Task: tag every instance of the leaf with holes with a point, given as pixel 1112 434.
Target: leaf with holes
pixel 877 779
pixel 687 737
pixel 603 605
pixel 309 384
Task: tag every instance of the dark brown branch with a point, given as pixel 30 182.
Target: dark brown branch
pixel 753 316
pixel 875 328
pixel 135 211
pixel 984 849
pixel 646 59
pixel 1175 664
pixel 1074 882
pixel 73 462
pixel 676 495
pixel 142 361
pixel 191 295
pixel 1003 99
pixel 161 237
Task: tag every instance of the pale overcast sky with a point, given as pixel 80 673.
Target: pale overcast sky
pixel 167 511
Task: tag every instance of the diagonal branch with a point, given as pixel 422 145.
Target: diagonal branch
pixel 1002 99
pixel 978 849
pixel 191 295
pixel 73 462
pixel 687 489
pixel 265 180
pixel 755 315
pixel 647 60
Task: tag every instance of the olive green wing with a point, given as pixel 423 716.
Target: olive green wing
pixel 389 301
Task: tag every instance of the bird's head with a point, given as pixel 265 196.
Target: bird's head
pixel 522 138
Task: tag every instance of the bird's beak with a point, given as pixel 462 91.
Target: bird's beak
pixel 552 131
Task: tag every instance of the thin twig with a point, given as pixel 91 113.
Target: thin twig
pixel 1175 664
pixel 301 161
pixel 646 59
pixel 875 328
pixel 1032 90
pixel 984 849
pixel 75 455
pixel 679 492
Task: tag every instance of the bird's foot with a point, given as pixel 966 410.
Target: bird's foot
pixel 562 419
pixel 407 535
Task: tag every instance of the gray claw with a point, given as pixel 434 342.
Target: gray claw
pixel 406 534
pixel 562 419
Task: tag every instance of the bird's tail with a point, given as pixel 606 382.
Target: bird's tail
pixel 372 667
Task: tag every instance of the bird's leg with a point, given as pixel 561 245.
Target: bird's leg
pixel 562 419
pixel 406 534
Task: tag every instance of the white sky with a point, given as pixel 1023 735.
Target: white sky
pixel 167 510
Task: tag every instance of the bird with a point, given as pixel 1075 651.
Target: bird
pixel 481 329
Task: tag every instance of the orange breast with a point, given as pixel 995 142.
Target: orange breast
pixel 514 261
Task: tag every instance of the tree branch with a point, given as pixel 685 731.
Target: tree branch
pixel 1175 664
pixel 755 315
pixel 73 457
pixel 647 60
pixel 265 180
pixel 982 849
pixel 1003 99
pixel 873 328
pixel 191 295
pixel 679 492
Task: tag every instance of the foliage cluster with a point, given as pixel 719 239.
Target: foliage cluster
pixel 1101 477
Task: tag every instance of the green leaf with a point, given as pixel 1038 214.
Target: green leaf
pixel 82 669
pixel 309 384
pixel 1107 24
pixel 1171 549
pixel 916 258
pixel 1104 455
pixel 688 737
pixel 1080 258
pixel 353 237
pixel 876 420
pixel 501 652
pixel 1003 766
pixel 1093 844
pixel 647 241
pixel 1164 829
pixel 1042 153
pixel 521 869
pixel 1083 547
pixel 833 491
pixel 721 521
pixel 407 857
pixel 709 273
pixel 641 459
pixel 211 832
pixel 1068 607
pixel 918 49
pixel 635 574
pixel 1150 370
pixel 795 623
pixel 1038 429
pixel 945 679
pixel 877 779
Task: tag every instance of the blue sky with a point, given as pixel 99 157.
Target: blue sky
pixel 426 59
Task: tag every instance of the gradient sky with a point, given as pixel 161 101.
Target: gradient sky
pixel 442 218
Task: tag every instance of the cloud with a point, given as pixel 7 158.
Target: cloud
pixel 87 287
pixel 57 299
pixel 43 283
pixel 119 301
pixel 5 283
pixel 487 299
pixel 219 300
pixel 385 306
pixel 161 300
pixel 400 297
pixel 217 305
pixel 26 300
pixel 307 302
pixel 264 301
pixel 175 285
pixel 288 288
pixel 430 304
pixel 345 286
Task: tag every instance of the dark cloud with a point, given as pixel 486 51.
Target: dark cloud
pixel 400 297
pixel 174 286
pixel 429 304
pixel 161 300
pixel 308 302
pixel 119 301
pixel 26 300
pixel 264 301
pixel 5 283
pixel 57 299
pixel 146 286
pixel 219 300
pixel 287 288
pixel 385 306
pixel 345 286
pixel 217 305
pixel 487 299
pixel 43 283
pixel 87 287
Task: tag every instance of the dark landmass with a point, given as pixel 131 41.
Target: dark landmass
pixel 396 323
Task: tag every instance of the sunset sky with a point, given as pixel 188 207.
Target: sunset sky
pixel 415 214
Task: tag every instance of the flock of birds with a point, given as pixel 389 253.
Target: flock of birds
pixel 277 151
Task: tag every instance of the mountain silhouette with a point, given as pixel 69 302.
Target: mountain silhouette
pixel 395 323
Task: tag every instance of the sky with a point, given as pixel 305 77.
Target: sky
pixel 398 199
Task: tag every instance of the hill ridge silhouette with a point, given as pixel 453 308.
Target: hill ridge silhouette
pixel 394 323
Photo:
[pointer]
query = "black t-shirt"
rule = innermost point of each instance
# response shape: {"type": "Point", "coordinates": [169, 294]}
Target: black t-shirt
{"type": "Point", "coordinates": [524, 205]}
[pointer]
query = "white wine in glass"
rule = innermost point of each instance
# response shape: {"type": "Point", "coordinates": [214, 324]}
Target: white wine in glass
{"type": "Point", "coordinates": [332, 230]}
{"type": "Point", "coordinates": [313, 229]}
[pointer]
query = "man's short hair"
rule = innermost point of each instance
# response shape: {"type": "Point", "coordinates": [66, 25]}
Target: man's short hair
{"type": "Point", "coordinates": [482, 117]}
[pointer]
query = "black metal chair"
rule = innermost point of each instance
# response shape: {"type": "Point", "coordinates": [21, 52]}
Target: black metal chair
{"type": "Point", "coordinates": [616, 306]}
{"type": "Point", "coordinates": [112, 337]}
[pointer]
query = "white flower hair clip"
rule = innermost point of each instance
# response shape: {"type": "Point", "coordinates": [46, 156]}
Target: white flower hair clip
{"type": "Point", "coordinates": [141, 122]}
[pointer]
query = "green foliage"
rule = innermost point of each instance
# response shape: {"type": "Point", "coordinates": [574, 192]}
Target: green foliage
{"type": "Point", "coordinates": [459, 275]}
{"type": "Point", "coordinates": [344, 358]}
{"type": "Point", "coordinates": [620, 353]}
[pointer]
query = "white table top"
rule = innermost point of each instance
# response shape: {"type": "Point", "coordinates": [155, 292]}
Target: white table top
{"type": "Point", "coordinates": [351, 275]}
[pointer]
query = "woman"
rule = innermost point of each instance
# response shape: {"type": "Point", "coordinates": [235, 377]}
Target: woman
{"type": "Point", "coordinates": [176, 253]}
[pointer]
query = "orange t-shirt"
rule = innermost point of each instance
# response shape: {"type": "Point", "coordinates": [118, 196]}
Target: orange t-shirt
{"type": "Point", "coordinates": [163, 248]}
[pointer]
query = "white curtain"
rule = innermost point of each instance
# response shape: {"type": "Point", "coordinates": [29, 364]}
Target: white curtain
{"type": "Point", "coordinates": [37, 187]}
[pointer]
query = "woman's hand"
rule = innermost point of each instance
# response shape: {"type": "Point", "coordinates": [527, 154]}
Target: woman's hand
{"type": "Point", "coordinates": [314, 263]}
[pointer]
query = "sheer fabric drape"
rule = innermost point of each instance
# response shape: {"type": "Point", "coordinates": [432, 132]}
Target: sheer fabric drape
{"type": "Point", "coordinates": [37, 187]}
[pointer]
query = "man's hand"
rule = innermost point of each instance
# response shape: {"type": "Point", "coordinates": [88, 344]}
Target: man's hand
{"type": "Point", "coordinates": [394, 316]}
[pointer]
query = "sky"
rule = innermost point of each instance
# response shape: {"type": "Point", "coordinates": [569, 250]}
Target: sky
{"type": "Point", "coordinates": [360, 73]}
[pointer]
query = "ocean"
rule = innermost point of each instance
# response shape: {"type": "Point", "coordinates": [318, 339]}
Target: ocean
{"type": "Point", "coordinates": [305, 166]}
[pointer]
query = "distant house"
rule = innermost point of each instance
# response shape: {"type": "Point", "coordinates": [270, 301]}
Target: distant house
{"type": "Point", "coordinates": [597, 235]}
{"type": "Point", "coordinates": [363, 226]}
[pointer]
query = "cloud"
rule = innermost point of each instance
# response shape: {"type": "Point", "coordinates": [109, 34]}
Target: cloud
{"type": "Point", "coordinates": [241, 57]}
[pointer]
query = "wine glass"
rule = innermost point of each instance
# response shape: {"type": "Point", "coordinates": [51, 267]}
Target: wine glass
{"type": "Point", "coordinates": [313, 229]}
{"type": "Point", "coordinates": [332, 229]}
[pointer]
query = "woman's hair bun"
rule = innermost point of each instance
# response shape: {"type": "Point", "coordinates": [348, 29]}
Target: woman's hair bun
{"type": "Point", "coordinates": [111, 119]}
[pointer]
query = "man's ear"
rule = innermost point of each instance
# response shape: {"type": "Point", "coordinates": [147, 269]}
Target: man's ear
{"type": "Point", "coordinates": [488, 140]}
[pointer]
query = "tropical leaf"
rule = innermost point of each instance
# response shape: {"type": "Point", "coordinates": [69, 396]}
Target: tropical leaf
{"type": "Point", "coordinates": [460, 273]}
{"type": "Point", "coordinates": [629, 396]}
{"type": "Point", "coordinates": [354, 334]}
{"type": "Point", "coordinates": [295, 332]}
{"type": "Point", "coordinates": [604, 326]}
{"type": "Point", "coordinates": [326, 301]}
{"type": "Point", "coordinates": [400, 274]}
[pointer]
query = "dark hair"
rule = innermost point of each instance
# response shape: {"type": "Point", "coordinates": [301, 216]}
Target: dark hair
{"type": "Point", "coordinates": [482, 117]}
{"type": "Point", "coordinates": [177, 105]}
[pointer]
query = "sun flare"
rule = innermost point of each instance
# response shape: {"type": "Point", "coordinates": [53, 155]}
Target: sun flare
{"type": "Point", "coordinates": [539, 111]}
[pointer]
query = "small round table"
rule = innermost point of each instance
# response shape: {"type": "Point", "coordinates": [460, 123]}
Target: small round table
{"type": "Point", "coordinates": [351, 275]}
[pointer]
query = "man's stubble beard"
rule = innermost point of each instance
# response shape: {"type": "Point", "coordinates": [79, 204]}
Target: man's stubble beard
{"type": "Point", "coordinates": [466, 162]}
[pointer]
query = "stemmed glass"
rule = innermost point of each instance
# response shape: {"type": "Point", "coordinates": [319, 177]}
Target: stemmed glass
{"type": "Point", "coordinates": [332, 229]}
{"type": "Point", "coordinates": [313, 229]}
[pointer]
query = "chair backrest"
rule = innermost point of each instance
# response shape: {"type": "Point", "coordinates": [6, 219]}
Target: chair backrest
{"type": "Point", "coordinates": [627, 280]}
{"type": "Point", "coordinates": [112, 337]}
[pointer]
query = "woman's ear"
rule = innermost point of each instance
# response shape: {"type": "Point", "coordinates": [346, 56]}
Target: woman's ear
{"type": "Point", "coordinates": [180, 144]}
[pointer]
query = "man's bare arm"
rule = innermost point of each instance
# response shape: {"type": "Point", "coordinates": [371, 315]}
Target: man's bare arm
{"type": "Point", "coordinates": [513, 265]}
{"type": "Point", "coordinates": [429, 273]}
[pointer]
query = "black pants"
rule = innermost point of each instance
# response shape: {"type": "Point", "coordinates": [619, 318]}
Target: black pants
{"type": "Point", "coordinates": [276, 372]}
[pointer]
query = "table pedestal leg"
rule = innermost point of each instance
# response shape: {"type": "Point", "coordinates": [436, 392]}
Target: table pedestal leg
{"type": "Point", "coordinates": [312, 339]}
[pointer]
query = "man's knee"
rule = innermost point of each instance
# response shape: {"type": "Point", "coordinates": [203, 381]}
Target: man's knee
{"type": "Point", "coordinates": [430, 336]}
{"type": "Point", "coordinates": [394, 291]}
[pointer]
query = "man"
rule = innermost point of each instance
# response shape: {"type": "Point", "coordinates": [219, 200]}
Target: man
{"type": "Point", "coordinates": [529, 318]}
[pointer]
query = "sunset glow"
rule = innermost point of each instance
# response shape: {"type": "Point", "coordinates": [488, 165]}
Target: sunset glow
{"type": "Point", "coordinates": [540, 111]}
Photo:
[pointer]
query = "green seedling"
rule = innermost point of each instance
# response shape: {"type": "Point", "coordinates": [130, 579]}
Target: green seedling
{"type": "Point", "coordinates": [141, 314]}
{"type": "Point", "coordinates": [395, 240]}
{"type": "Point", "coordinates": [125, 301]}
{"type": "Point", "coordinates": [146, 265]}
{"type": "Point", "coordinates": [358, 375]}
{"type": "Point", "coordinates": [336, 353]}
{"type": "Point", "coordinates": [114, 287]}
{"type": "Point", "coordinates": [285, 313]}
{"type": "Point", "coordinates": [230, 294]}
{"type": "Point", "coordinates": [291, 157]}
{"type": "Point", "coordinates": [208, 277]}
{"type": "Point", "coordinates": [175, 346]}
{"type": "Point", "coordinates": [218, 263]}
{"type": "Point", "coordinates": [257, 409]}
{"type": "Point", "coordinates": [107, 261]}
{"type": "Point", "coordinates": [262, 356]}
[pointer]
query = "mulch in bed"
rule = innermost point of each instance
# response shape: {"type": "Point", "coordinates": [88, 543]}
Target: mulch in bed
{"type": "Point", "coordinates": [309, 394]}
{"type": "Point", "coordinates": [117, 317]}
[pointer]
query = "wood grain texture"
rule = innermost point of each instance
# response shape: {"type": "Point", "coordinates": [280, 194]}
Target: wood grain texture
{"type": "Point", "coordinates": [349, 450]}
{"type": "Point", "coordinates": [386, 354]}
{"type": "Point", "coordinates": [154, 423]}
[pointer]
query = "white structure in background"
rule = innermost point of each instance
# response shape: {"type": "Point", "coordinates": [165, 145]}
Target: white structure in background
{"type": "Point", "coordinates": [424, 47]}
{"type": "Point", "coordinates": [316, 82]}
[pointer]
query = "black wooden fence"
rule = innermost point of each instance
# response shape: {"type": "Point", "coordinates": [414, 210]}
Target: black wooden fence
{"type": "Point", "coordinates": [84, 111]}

● ● ● ●

Work order: Using the records above, write out exactly the lines between the one holding "Task: tag every instance of the flock" and the one holding "Task: tag every instance of the hill", inclusive; leave everything else out.

Answer:
Task: tag every instance of the flock of birds with a point, given as pixel 389 253.
Target: flock of birds
pixel 277 151
Task: tag every instance of the mountain silhouette with a point, given as pixel 69 302.
Target: mountain silhouette
pixel 395 323
Task: tag every instance of the sky with a point, given as pixel 305 77.
Target: sky
pixel 398 199
Task: tag every instance of the hill ridge silhouette with a point, given as pixel 453 308.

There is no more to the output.